Data listing
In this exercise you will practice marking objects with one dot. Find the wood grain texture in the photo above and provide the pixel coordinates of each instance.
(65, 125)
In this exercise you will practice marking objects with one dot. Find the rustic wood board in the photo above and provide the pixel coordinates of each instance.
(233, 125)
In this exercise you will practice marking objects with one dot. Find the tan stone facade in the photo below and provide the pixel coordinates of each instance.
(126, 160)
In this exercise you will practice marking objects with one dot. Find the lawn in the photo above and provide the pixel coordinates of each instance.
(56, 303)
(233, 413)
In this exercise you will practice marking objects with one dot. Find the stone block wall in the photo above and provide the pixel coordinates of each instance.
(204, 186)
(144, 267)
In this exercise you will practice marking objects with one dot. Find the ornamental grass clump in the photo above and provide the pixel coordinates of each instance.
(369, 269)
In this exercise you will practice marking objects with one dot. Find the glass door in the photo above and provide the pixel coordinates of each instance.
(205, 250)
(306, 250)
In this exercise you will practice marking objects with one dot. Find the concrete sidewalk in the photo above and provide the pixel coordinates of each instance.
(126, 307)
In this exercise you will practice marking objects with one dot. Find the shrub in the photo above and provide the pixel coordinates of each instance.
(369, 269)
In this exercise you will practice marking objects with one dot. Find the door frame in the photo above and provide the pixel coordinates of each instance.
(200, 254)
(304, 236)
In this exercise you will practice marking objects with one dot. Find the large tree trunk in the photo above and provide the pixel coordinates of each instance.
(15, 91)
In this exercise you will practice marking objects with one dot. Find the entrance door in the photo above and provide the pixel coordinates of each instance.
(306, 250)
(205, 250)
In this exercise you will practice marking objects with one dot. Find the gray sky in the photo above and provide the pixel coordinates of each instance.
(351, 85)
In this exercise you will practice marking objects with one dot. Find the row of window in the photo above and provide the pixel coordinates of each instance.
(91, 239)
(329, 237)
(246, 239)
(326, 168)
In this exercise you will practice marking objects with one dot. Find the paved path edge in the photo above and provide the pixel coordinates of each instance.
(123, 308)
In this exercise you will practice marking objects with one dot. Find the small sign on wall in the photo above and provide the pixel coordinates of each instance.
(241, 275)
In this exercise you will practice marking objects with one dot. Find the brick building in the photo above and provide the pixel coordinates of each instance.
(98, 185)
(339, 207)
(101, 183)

> Written instruction: Convert the items above into a JSON list of strings, with one string per line and no blank lines.

> Output for this exercise:
[
  "In this exercise you will practice marking objects with one dot. Find the wood grain texture in the photo above and provide the pixel coordinates of each instance.",
  "(65, 125)",
  "In this exercise you will practice marking objects with one dot. Find the rustic wood board in the photo above and provide the pixel coordinates of each instance.",
  "(233, 125)",
  "In this exercise you will practice marking objects with one dot. Find the tan stone facade in the photo below and provide the pixel coordinates of each instance.",
  "(126, 160)",
  "In this exercise you will practice marking objects with one dot. Find the lawn in the photo above and provide the pixel coordinates of each instance.",
  "(56, 303)",
  "(233, 413)",
  "In this exercise you will practice marking objects with one dot. Find the stone block wall in the photo above and provide the pixel coordinates of each instance.",
  "(204, 186)",
  "(144, 267)",
  "In this exercise you will practice marking objects with one dot. Find the ornamental grass clump in the photo above and provide the pixel coordinates of each instance.",
  "(369, 269)",
  "In this exercise you will practice marking objects with one dot. Find the glass door in the photo above and provide the pixel coordinates of each instance.",
  "(205, 250)",
  "(306, 250)",
  "In this exercise you will practice marking objects with one dot. Find the concrete sidewalk in the photo above and provide the pixel coordinates of each instance.",
  "(126, 307)",
  "In this exercise you will practice marking objects with one dot. Find the shrub in the photo above and provide the pixel coordinates of each instance.",
  "(369, 269)",
  "In this exercise you will practice marking objects with one dot. Find the door frame in the photo above and provide the pixel coordinates of each instance.",
  "(200, 254)",
  "(304, 236)",
  "In this exercise you will practice marking objects with one dot. Find the large tree trunk in the photo above and provide the pixel coordinates of each instance.",
  "(15, 91)",
  "In this exercise you will practice marking objects with one dot. Find the entrance door in the photo above and provide the pixel coordinates of each instance.",
  "(306, 250)",
  "(205, 250)",
  "In this exercise you will practice marking objects with one dot. Find the gray sky in the photo above and provide the pixel coordinates of each instance.",
  "(351, 85)",
  "In this exercise you will practice marking objects with one dot. Find the row of window in the photo above and provide the pixel coordinates of each instance.",
  "(91, 239)",
  "(329, 237)",
  "(246, 239)",
  "(326, 168)",
  "In this exercise you will practice marking objects with one dot. Find the paved path edge in the photo above and provide the pixel coordinates of each instance.",
  "(123, 308)",
  "In this exercise you will practice marking objects with one dot. Find the small sign on wall in the photo above and provide the pixel coordinates of each instance.",
  "(241, 275)",
  "In this exercise you will practice marking objects with one dot. Find the brick building in the photo above and provide the pixel coordinates of each instance.",
  "(98, 185)",
  "(339, 207)",
  "(101, 183)"
]